* _TASK DETAILS_
Each line of the material below needs to be returned exactly as written.
* * *
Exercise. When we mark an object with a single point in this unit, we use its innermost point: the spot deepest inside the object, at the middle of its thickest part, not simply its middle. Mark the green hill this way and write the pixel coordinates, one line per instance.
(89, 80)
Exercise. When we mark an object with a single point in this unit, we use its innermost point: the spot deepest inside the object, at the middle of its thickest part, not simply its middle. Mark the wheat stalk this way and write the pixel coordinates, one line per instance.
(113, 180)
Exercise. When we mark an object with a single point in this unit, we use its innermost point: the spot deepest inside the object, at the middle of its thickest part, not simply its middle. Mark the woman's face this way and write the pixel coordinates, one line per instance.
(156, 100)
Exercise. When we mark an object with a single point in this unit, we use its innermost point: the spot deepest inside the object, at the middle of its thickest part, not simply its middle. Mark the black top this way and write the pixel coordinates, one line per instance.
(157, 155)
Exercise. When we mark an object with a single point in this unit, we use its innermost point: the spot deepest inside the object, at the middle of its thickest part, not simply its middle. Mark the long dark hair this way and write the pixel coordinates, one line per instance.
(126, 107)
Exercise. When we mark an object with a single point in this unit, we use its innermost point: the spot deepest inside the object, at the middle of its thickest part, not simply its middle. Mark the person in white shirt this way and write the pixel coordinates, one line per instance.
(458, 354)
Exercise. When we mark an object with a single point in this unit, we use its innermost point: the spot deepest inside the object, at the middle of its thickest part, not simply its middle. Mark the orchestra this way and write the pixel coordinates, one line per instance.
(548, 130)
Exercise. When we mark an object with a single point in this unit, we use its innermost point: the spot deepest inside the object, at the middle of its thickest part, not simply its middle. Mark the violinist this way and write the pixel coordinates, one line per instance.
* * *
* _EXERCISE SOLUTION_
Exercise. When we mark an object with a single point in this unit, we use its innermost point: the spot deepest inside the object, at the middle of its thickest part, not simply its middle. Mark the green hill this way and write the pixel coordinates, one line per instance.
(89, 80)
Exercise. When we mark an object with a single point in this unit, we use its innermost point: the spot deepest inside the object, at the middle of its thickest part, not simply its middle. Mark the wheat stalk this way and write the pixel coordinates, one line per instance.
(113, 180)
Exercise. When we mark an object with a single point in this unit, we use its innermost point: the spot deepest inside the object, at the middle of its thickest part, not simply its middle. Mark the woman's face this way and write the pixel coordinates, one line per instance.
(156, 100)
Exercise. When we mark an object with a single point in this unit, we use its innermost point: the spot deepest inside the object, at the middle of its thickest part, not simply its middle. Mark the black top this way and write the pixel coordinates, one line per instance.
(157, 155)
Exercise. When we mark an object with a single point in this unit, we use its innermost point: the spot deepest inside the object, at the middle of its thickest part, not simply its middle. Mark the long dark hair this way and write the pixel coordinates, one line per instance.
(126, 107)
Exercise. When we mark an object with a single point in this unit, we use its innermost point: the spot deepest inside the object, at the middle of its thickest part, not simply its middle. Mark the person in white shirt this way and write the pixel coordinates, one line per instance.
(458, 354)
Exercise. When we mark an object with a single point in this unit, we use its innermost point: the spot deepest inside the object, at the middle of its thickest part, not simply its middle. Mark the orchestra this way and write the pixel coordinates, one line per instance.
(548, 130)
Exercise. When we mark an object with a single point in this unit, we use its innermost point: the spot deepest inside the object, at the middle of its thickest part, not simply its middle. Mark the violinist this way and write the pixel coordinates, one line per instance.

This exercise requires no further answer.